» **STATED GOAL**: Reproduce precisely the lines of the material below from the line containing "Annotation task — pin every instance of the passenger" up to and including its last line. Pictures must not be copied.

Location identification entries
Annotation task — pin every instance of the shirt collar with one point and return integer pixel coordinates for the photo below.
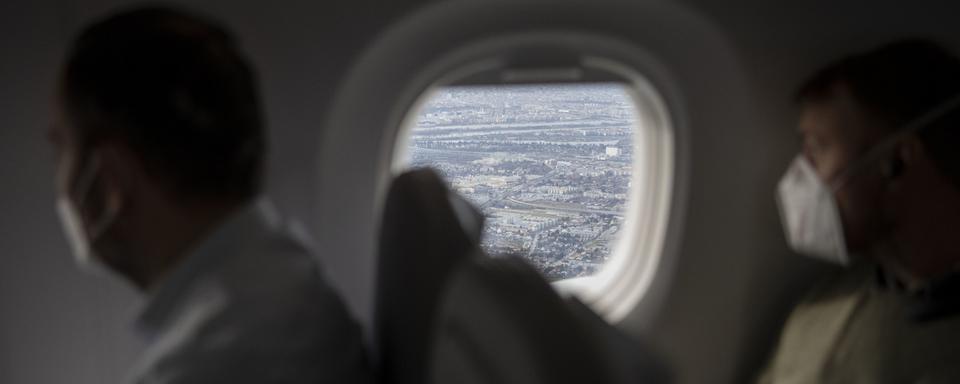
(933, 300)
(164, 298)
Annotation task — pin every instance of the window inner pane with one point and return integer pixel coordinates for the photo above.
(549, 165)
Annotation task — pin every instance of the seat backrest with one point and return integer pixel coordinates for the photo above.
(426, 231)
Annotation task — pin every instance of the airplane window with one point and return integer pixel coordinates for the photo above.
(549, 165)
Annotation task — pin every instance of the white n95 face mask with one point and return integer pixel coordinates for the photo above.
(78, 237)
(810, 215)
(808, 208)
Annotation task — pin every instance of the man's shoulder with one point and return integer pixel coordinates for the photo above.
(264, 313)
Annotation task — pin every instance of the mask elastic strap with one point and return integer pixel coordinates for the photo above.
(880, 150)
(84, 185)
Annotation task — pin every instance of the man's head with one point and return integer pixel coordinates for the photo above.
(157, 113)
(851, 106)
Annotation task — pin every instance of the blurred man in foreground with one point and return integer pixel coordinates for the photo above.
(160, 142)
(877, 190)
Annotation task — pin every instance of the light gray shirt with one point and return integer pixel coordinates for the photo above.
(249, 305)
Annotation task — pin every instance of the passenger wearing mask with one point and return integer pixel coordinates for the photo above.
(877, 190)
(160, 144)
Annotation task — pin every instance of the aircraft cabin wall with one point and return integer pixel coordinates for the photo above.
(714, 310)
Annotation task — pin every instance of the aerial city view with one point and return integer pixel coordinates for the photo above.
(549, 166)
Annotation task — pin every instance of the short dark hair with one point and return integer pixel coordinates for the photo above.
(175, 88)
(898, 82)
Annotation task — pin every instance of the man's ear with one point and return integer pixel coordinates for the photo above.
(907, 155)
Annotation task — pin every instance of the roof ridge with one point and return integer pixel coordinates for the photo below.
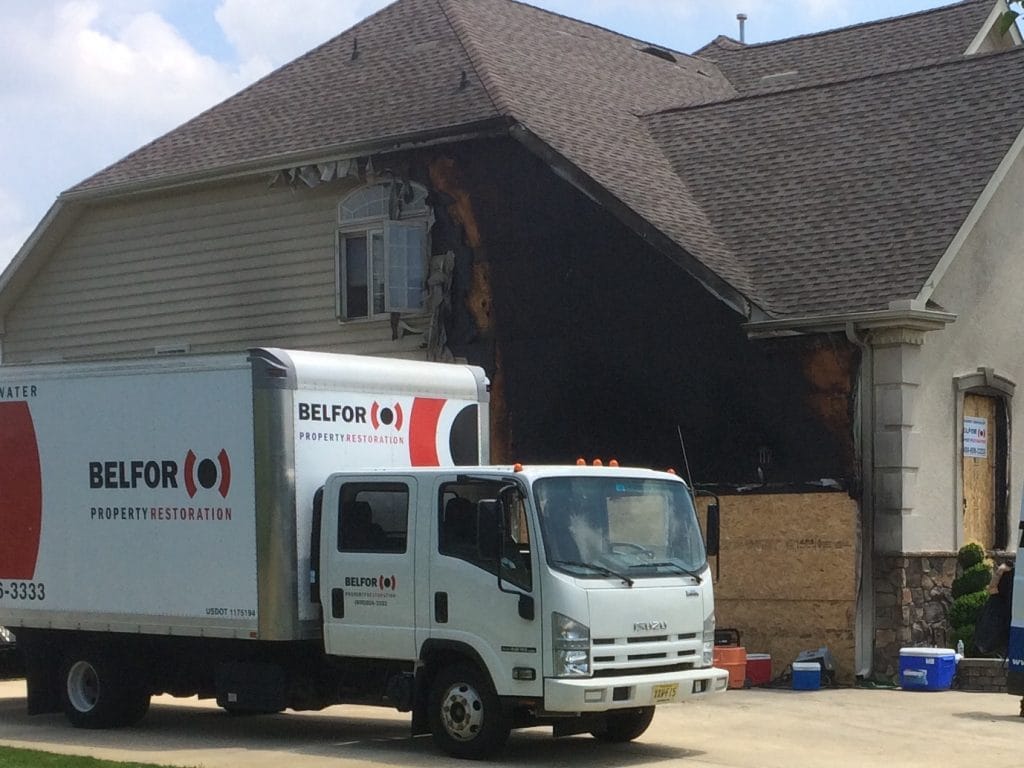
(476, 57)
(860, 25)
(584, 23)
(934, 65)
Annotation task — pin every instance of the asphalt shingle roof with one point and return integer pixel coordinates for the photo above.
(406, 78)
(834, 207)
(835, 188)
(898, 43)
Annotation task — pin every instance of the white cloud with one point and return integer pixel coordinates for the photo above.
(275, 33)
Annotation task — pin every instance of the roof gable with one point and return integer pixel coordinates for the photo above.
(835, 190)
(833, 207)
(901, 42)
(400, 72)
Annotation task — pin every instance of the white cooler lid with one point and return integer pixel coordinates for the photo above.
(927, 652)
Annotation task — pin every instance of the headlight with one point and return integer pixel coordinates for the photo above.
(708, 652)
(570, 646)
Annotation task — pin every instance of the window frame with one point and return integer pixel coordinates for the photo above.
(416, 218)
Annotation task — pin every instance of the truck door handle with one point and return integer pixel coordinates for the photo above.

» **ANSWER BELOW**:
Annotation task — pin every instance of the passenger wearing mask with one point and return integer pixel coordinates for the photo above.
(877, 190)
(160, 144)
Annotation task — pin every instance of the aircraft cabin wall with one point and return integer pixel coordinates for the photo above.
(714, 310)
Annotation task — pin every instance of the aerial city view with one point and return integer pixel coordinates for the photo above.
(549, 166)
Annotation task — pin every instance of the short dark hair with one point and return integer pixel coordinates for the photo above.
(175, 88)
(898, 82)
Annotation task — pin every instance of the man's ear with one point and return integer pixel coordinates for the photo above.
(907, 155)
Annotation task — pin every instance of the roof ridge with one point and return integer pixel coordinates for the photo below.
(476, 57)
(860, 25)
(584, 23)
(934, 65)
Annotation task — pin every instance of the asphalt shingle roof with one point and return integer pixel coordinates for the photo above.
(406, 78)
(834, 207)
(835, 188)
(898, 43)
Annotation task — pin every instance of the white cloud with one point and return integer pixel coordinates for the photo above.
(275, 33)
Annotation task — pin every instance of the roof gable with one point and return integer pixel coordinates for the photo above.
(835, 190)
(833, 207)
(901, 42)
(400, 72)
Annotation task — pin every instance of the white cooler lid with one point and return integer pixel coordinates for the photo above.
(927, 652)
Annotation task — pin every instance of the headlight with one point and return integer pixel coordinates for the photo above.
(708, 652)
(570, 646)
Annotation task — pin every instance of the window frame with one point and return integer pixel coordinates for the photo above.
(416, 218)
Annotation task — pin every instance of the truck door handle with one point and return integer pixel coordinates for the photo above.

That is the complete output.